Extract to read below:

In her role as Tea Leoni’s mother in James L. Brooks’ Spanglish (Columbia, 12.17), Cloris Leachman has all the great hilarious-obnoxious lines, I’m hearing, and generally knocks it out of the park. “She has all the classic Brooks lines…lines that turn in on themselves,” this guy is saying. “You know, like ‘sometimes having low self-esteem just shows good sense’?” I guess this means Leachman could be one of the five Best Supporting Actress contenders, as mothers with sharp tongues always seem to strike a special chord with people. And to think…Jane Fonda wanted this role for her big comeback vehicle, and she auditioned for it, but Brooks felt she wasn’t right for it. And now Leachman has nailed her best role since The Last Picture Show.
Nothing further on Matt Stone and Trey Parker’s political sympathies needs to be said, but here’s New York Times critic Tony Scott riffing on them anyway: “A number of commentators have discerned a pronounced conservative streak amid the anarchy of South Park, a hypothesis that Team America to some extent confirms. Susan Sarandon, Tim Robbins and other left-leaning movie stars are eviscerated (quite literally — also decapitated, set on fire and eaten by house cats), while right-wing media figures escape derision altogether. It seems likely that [Stone and Parker’s] emphases and omissions reflect a particular point of view.”

End of Extract to read.
Recorded information below:

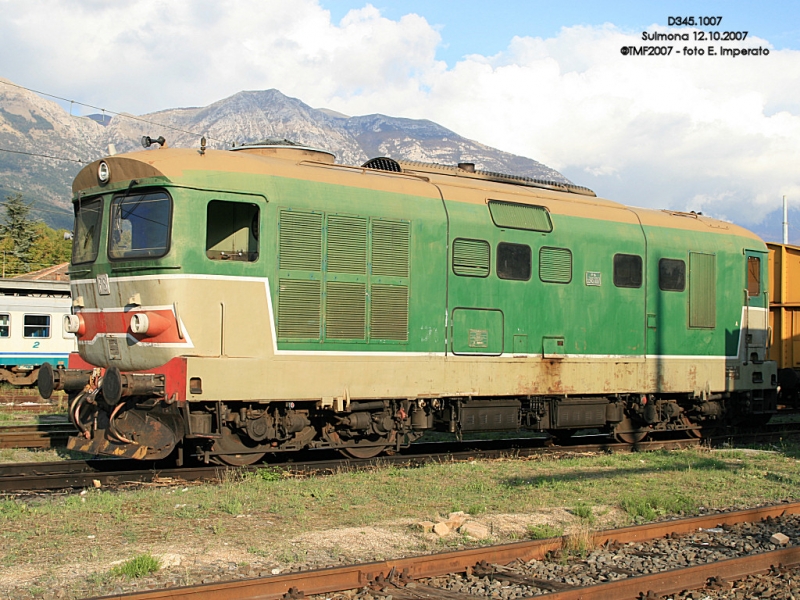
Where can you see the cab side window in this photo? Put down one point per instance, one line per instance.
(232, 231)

End of Recorded information.
Recorded information below:

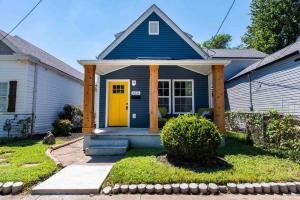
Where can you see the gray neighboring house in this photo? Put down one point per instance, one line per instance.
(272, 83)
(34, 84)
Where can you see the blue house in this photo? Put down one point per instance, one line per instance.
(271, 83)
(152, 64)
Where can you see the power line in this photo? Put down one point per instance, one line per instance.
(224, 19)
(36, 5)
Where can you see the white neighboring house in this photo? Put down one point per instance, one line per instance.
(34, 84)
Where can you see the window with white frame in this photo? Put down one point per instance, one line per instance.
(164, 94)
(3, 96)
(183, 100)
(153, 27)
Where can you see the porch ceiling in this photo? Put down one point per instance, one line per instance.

End of Recorded information.

Assigned task. According to the movie column, which actress auditioned for the role of Tea Leoni's mother in Spanglish but was judged not right for it by Brooks? The items are separate material and have no connection to the text.

Task output. Jane Fonda.